**OBJECTIVE**. Transcribe the data below line for line, with every character unchanged.

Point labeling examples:
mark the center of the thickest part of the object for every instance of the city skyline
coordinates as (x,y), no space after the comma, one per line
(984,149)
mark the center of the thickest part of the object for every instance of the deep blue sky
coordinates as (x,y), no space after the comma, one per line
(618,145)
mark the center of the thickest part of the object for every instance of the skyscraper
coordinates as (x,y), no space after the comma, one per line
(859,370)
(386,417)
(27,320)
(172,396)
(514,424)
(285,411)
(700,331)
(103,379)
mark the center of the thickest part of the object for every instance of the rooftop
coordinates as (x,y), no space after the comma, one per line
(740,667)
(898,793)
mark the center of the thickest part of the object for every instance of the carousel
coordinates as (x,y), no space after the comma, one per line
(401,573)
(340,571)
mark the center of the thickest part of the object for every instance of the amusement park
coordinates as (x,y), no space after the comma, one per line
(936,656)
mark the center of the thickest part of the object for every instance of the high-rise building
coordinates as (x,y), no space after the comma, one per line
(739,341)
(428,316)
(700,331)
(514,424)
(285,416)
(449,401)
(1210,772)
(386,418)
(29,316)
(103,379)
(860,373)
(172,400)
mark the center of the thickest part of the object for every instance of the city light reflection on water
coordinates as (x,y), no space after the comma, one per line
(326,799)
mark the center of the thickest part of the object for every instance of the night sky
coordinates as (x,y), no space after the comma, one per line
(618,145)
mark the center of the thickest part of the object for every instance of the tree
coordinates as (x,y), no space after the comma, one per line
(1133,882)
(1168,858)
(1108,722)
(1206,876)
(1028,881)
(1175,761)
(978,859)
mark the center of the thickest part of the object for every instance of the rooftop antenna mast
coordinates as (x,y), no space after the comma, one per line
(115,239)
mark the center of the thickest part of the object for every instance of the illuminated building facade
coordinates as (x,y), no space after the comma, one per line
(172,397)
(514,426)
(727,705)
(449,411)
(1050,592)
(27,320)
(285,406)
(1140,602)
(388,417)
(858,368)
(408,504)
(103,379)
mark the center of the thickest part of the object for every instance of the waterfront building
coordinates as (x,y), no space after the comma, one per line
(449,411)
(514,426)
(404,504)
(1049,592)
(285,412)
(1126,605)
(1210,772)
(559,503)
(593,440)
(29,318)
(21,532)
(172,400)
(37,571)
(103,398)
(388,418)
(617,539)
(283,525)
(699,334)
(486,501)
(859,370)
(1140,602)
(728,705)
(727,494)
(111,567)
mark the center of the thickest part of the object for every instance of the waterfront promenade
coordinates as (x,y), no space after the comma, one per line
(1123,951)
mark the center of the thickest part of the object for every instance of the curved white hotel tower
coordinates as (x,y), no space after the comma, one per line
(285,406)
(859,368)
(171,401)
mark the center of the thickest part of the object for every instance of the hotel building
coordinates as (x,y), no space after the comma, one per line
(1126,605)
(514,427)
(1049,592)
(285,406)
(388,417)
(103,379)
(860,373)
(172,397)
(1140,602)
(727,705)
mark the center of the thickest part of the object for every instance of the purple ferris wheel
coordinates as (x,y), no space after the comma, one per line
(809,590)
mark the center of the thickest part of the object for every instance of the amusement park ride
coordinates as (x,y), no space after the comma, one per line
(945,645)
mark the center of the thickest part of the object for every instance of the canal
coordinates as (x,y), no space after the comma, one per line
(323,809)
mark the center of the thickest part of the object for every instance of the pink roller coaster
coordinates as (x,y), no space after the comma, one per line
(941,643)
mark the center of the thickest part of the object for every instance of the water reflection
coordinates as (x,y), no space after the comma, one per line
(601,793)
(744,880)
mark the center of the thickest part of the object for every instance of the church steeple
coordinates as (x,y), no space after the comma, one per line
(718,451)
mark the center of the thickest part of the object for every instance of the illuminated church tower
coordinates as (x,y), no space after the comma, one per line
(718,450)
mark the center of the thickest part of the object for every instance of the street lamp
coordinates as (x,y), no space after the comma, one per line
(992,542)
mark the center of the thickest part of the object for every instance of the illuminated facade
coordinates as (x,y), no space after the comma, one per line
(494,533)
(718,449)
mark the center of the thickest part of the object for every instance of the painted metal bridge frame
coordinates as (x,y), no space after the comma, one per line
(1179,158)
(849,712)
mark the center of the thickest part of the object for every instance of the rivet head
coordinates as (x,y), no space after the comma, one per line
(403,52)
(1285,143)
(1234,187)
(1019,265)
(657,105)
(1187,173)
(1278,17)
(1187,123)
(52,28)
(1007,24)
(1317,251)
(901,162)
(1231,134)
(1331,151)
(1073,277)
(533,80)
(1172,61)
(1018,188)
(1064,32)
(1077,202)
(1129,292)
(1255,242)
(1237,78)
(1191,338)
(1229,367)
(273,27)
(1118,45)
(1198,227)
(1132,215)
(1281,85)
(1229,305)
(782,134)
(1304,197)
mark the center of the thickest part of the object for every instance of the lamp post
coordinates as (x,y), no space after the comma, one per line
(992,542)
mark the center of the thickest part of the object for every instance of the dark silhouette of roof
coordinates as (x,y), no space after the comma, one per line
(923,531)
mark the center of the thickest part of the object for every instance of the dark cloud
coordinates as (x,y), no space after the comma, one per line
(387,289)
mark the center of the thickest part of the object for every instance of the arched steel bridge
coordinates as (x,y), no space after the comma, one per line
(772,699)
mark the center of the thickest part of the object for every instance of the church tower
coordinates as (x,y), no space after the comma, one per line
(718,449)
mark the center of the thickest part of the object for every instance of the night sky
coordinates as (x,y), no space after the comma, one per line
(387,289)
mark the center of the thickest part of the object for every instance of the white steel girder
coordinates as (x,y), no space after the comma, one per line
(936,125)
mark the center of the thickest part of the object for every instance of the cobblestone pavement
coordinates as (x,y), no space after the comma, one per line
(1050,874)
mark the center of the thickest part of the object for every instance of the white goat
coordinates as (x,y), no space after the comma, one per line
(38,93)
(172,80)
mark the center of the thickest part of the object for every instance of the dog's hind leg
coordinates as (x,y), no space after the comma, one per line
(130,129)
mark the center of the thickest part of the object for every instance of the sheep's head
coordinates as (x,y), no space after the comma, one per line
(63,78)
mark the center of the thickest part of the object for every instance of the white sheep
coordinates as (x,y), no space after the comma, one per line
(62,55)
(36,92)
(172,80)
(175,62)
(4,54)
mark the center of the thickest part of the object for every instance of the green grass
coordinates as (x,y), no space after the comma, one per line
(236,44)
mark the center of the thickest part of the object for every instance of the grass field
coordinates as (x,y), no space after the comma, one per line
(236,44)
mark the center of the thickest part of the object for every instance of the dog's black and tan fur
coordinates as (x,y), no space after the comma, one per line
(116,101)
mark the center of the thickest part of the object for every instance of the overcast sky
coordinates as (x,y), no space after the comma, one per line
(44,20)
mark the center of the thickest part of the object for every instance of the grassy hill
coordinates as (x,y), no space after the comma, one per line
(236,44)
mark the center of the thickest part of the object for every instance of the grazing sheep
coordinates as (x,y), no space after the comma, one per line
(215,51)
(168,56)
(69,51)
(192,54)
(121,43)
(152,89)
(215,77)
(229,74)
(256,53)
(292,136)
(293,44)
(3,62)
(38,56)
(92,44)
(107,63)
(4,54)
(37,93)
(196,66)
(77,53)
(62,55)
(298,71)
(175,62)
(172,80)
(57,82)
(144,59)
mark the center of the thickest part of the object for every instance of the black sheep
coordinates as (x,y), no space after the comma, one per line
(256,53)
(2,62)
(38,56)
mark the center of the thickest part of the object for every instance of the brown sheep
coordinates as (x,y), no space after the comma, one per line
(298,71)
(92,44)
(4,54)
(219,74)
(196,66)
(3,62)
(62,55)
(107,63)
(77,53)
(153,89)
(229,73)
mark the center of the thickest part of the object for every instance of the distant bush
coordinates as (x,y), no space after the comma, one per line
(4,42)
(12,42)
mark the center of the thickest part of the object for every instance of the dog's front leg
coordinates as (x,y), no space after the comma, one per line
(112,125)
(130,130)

**THE ANSWER**.
mark the center of the thickest part of the object for every instance of the city skyline
coordinates as (x,y), no space after the comma, one per line
(984,149)
mark the center of the thickest part of the object for every instance of the deep blue sky
coordinates as (x,y), no space after the comma, one per line
(618,145)
mark the center of the thickest part of the object for every instance of the skyscraper
coordinates as (x,y), no space after the comma, one per line
(859,370)
(386,417)
(27,320)
(172,396)
(514,424)
(285,411)
(700,331)
(103,379)
mark the center of the thickest part of the object for every instance of the rooftop
coordinates as (x,y), no space after the comma, one per line
(740,667)
(898,793)
mark the center of the thickest part of the object for every instance of the carousel
coordinates as (x,y), no space after the comma, one per line
(401,573)
(340,571)
mark the center of the thickest part of the object for every instance of the amusement park
coordinates as (x,y), no space after the comma, one per line
(936,656)
mark the center of the thickest part of the object for every instance of the high-rise building
coordinates as (x,y), no space after the comma, one per line
(739,341)
(428,316)
(700,331)
(514,424)
(285,416)
(449,401)
(1210,772)
(386,418)
(29,316)
(103,379)
(860,373)
(172,400)
mark the center of the thickest part of the object for every instance of the city light reflection on water
coordinates as (x,y), no space after the comma, one per line
(326,799)
mark the center of the thickest part of the object for every instance of the night sky
coordinates as (x,y), no space after the comma, one per line
(618,145)
mark the center of the thickest part of the object for every instance of the tree
coordinates as (x,y), no space after the comma, one per line
(1133,882)
(1168,858)
(1108,722)
(1206,876)
(1028,881)
(1175,761)
(978,859)
mark the center of the thickest part of the object for every instance of the rooftop antenna mast
coordinates as (x,y), no space after the comma, one per line
(115,239)
mark the center of the thickest part of the object for every instance of the illuminated building facade
coordinates as (x,y), no space after the comma, one per line
(172,397)
(514,426)
(727,705)
(449,411)
(1050,592)
(27,320)
(285,406)
(1140,602)
(388,417)
(858,368)
(408,504)
(103,379)
mark the center of the thickest part of the object for every instance of the waterfront building
coordinates as (x,y), no space after the comma, one per line
(449,411)
(514,426)
(404,504)
(1049,592)
(285,412)
(1126,605)
(1210,772)
(559,503)
(593,440)
(29,318)
(21,532)
(172,400)
(37,571)
(103,398)
(388,418)
(617,539)
(283,525)
(699,334)
(486,501)
(859,370)
(1140,602)
(728,705)
(727,494)
(111,567)
mark the center of the thickest part of the object for every instance of the waterfront promenade
coordinates as (x,y), no space after the comma, one per line
(1123,951)
mark the center of the thickest part of the object for every instance of the curved white hotel tower
coordinates as (x,y), no space after the comma, one per line
(285,406)
(859,368)
(171,401)
mark the center of the thickest part of the object for every instance of the hotel building
coordinates as (x,y), no space after the comma, one per line
(1126,605)
(514,427)
(1049,592)
(285,406)
(388,417)
(103,379)
(860,373)
(172,397)
(1140,602)
(727,705)
mark the center of the thickest part of the object for every instance of the purple ferris wheel
coordinates as (x,y), no space after the comma, one per line
(809,590)
mark the center of the thickest part of the object for every instance of the amusement park ride
coordinates as (x,y), no space after the comma, one per line
(945,645)
mark the center of the thickest part of the object for every instance of the canal
coordinates as (x,y), no space after the comma, one per line
(323,809)
mark the center of the thickest part of the object for every instance of the pink roller coaster
coordinates as (x,y), no space after the comma, one per line
(941,643)
mark the center of the thickest part of the object for every instance of the water reflection
coordinates as (x,y), no space after the comma, one per line
(601,793)
(744,880)
mark the center of the thickest part of the object for every instance of the church steeple
coordinates as (x,y), no space after the comma, one per line
(718,451)
mark the center of the thickest part of the object for every instance of the illuminated church tower
coordinates as (x,y), no space after the comma, one per line
(718,450)
mark the center of the thickest part of the object for every instance of the street lamp
coordinates as (x,y), no space after the comma, one per line
(992,542)
mark the center of the thickest part of the object for every instance of the illuminated facade
coordinates as (x,y), no space after the comma, one per line
(494,533)
(718,449)
mark the center of the thickest part of the object for every instance of the painted metal bridge frame
coordinates as (x,y), no space after the comma, one per line
(1179,158)
(849,712)
mark the center of the thickest part of the object for every instance of the rivet head
coordinates as (x,y), no space after the comma, one per line
(403,52)
(1285,143)
(1234,187)
(1019,265)
(657,105)
(1187,173)
(1278,17)
(1187,123)
(52,28)
(1007,24)
(1317,251)
(901,162)
(1231,134)
(1331,151)
(1073,277)
(533,80)
(1172,61)
(1018,188)
(1064,32)
(1077,202)
(1129,292)
(1255,242)
(1237,78)
(1191,338)
(1229,367)
(273,27)
(1118,45)
(1198,227)
(1132,215)
(1281,85)
(1229,305)
(782,134)
(1304,197)
mark the center of the thickest part of the object for every instance of the lamp post
coordinates as (x,y), no space after the comma, one per line
(992,542)
mark the center of the thickest part of the object for every instance of the dark silhouette of roof
coordinates as (x,y), no space after the comma, one per line
(923,531)
mark the center of the thickest part of the object for every instance of the dark cloud
coordinates as (x,y), no space after the comma, one per line
(387,289)
mark the center of the thickest part of the object for every instance of the arched steel bridge
coordinates as (x,y), no space after the comma, one per line
(772,699)
mark the center of the thickest part of the object for every instance of the church tower
coordinates as (x,y), no space after the comma, one per line
(718,449)
mark the center of the thickest part of the object for every instance of the night sky
coordinates as (x,y), no space after the comma, one per line
(387,289)
mark the center of the thickest part of the object for every instance of the white steel girder
coordinates as (x,y), no space after the comma, one per line
(936,125)
mark the center of the thickest part of the object for every instance of the cobblestone pavement
coordinates as (x,y), no space after the comma, one per line
(1050,874)
mark the center of the thickest part of the object for every instance of the white goat
coordinates as (x,y), no space after the comma, one per line
(38,93)
(172,80)
mark the center of the thickest part of the object for every instance of the dog's hind leg
coordinates as (x,y), no space after the comma, one per line
(130,129)
mark the center of the thickest part of the object for every instance of the sheep's head
coordinates as (x,y), no space after the comma, one per line
(63,78)
mark the center of the thickest part of the object for every instance of the white sheep
coordinates as (x,y), no space after the comma, one per line
(62,55)
(36,92)
(172,80)
(175,62)
(4,54)
mark the center of the thickest part of the object for every instance of the green grass
coordinates as (x,y), no space after the comma, one per line
(236,44)
mark the center of the thickest part of the object for every instance of the grass field
coordinates as (x,y), no space after the comma, one per line
(236,44)
mark the center of the thickest part of the object for every instance of the dog's black and tan fur
coordinates as (x,y), no space after the comma, one per line
(116,101)
mark the center of the thickest part of the object for every instance of the overcast sky
coordinates as (x,y), no space after the comma, one per line
(44,20)
mark the center of the thickest part of the object for every instance of the grassy hill
coordinates as (x,y), no space after the comma, one per line
(236,44)
mark the center of the thickest part of the object for every instance of the grazing sheep
coordinates as (x,y), no space after the comma, one per line
(215,51)
(168,56)
(69,51)
(192,54)
(121,43)
(152,89)
(215,77)
(229,74)
(256,53)
(292,136)
(293,44)
(3,62)
(38,56)
(92,44)
(107,63)
(4,54)
(37,93)
(196,66)
(77,53)
(62,55)
(298,71)
(175,62)
(172,80)
(57,82)
(144,59)
mark the center of the thickest part of the object for every instance of the black sheep
coordinates as (x,y), no space after the comma, one per line
(256,53)
(2,62)
(38,56)
mark the center of the thickest part of the object for every instance of the brown sheep
coordinates as (x,y), no space after the comma, one per line
(298,71)
(92,44)
(4,54)
(219,74)
(196,66)
(3,62)
(62,55)
(107,63)
(77,53)
(153,89)
(229,73)
mark the center of the thickest part of the object for every instance of the distant bush
coordinates as (x,y), no space after the comma, one per line
(4,42)
(12,42)
mark the center of the thickest part of the object for every instance of the dog's front leg
coordinates as (x,y), no space after the comma, one per line
(112,125)
(130,130)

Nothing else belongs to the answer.